# YOUR GOAL:
Return all the entries. Match them word for word.

== RAW DATA ==

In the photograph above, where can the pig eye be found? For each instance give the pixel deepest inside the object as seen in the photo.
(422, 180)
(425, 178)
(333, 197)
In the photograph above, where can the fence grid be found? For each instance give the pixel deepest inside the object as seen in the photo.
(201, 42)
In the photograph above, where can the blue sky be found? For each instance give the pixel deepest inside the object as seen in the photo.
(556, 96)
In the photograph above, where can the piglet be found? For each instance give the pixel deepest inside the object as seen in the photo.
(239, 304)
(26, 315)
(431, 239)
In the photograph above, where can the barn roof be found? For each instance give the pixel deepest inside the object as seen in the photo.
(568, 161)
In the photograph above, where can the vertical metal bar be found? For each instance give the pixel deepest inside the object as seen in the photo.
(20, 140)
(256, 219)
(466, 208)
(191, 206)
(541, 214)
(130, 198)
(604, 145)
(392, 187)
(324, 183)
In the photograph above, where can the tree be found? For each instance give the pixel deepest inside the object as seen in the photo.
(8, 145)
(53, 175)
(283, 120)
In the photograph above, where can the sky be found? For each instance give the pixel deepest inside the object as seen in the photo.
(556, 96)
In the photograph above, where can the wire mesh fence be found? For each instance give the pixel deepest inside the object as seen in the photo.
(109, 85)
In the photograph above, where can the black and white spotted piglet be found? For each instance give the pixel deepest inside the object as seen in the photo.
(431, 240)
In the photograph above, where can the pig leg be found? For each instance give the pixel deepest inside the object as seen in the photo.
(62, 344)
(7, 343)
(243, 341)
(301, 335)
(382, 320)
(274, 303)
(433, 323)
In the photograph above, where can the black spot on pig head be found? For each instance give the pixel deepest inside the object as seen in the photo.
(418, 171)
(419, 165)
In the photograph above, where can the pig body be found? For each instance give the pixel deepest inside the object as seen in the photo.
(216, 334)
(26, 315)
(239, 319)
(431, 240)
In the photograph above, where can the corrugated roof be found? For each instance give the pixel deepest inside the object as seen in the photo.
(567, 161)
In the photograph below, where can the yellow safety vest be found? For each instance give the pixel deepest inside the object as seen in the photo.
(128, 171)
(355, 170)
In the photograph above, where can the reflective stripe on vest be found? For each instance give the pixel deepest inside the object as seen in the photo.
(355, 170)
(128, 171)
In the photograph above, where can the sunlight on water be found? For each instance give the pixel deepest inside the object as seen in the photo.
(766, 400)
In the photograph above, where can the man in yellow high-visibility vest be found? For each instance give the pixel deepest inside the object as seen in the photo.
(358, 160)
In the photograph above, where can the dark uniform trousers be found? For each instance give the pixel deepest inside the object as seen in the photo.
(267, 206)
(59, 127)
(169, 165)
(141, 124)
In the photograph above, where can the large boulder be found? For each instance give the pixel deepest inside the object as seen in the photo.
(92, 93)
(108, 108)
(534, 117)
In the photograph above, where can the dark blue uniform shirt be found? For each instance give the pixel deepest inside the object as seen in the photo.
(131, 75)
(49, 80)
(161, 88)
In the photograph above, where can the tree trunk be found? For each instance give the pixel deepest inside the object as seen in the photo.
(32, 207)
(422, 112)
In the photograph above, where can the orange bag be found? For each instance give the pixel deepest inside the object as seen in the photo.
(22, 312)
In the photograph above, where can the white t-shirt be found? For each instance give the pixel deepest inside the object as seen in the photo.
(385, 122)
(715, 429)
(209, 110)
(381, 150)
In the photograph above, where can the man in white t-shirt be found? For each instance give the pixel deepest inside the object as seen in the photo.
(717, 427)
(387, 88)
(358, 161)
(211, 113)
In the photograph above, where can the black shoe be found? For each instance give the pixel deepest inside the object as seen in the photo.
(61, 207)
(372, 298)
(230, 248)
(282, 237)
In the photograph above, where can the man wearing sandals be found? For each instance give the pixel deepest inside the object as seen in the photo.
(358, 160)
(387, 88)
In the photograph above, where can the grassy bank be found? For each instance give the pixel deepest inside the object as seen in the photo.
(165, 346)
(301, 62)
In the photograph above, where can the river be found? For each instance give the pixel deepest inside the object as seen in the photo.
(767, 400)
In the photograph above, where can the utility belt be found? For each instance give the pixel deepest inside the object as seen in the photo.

===

# RESULT FOR THIS TASK:
In the photograph above, where can the pig eye be found? For each instance give the pixel deepest inside the object as seen in the photo.
(422, 180)
(425, 178)
(333, 197)
In the photograph above, where can the fence grid be found? For each instance give the pixel deepest inside the object as seen in the photo.
(201, 42)
In the photograph above, where can the blue sky be found? For each instance give the pixel deepest inside the object as seen in the photo.
(556, 96)
In the photograph above, where can the piglet be found? For each instance give the pixel deepest inside the object as seen in the photo.
(239, 304)
(26, 315)
(431, 239)
In the photograph above, where can the barn roof be found? For each instance give the pixel deepest inside the object as seen in the photo.
(568, 161)
In the photograph above, where can the vertical metal bar be found? For each instance give the pixel deepest inside the object as seen in the photo.
(20, 140)
(256, 219)
(466, 208)
(191, 206)
(541, 214)
(130, 198)
(604, 145)
(392, 187)
(324, 183)
In the photograph above, where can the tree be found? For each instance give the pixel deepest inside the object as seen in the photo.
(8, 145)
(53, 175)
(283, 120)
In the photograph above, where can the sky be found? For each instance give the pixel deepest inside the object as seen in the photo.
(556, 96)
In the photograph above, where can the wire mesh fence be found? For each instance give the pixel deepest inside the object as seen in the photo.
(109, 85)
In the photograph above, where can the black and white spotted piglet be found? For each instance give the pixel deepest inside the object as seen in the photo.
(431, 240)
In the photograph above, where can the pig leg be found? For each instance give the pixel deepest inside the object as seen in the photo.
(62, 344)
(7, 343)
(243, 341)
(301, 335)
(382, 320)
(274, 303)
(433, 323)
In the photograph above, where can the black spot on pig head be found? For each instance give the pixel deepest inside the object as seen in the photo.
(418, 171)
(419, 165)
In the photograph above, where can the pig body be found? For each instance give the pixel deepest inside the object as seen in the photo.
(216, 334)
(26, 315)
(239, 319)
(431, 240)
In the photograph above, where can the corrugated roof be found? For each instance give the pixel deepest inside the object as seen in the photo.
(567, 161)
In the photograph below, where can the yellow safety vest be found? For each instance give the pixel deepest inside the object as seen in the photo.
(128, 171)
(355, 170)
In the photograph above, where can the reflective stripe on vest be found? For each instance give the pixel deepest inside the object as seen in the photo.
(355, 170)
(128, 171)
In the photograph above, where can the sunlight on water be found? For each instance give the pixel deepest inside the object as seen in the photo.
(766, 400)
In the photograph above, where can the man in yellow high-visibility vest be found? For each instance give the pixel deepest inside the object as seen in the photo.
(358, 160)
In the photograph above, where can the dark uniform trousers be found? For each instance give the pixel deepest inside the object as seen in the photo.
(267, 206)
(59, 127)
(169, 165)
(141, 124)
In the photograph above, where can the large boulder be found? For each instance give the pixel deepest inside the object as seen in the photo.
(92, 93)
(108, 108)
(534, 117)
In the photograph above, where can the dark blue uniform shirt be found? For each instance give the pixel deepest inside the object as seen in the photo.
(131, 75)
(49, 80)
(161, 88)
In the photograph above, where can the tree trunk be found? For each instance give the pixel deepest inside the object as seen in the photo.
(32, 207)
(422, 112)
In the photograph above, where can the orange bag be found? For each instance give the pixel deepest inside the object as seen in the photo.
(22, 312)
In the photograph above, where can the white t-shirt be found? For each instance give the pixel deepest inside the object as seen in the photo.
(385, 122)
(715, 429)
(209, 110)
(381, 150)
In the photograph above, where can the man in white t-shirt be found? For each instance give the pixel deepest inside the object as seen in the photo.
(717, 427)
(387, 88)
(358, 161)
(211, 113)
In the photograph above, where can the black shoe be found? For each instance give the pixel deepest inside the object as seen in the photo.
(61, 207)
(372, 298)
(230, 248)
(282, 237)
In the photograph above, where can the man wearing sandals be found? For each instance give the pixel deepest inside the object as seen in the photo.
(358, 160)
(387, 88)
In the photograph above, where can the grassy bank be found? For each instance give the pixel deepest inside the object as seen in the photo.
(165, 346)
(301, 62)
In the photograph above, where can the river be found? For each instance give the pixel deepest inside the object as seen in the photo.
(767, 400)
In the photograph above, where can the utility belt be found? For each instance give the pixel deepest inside the object as seen in the photo.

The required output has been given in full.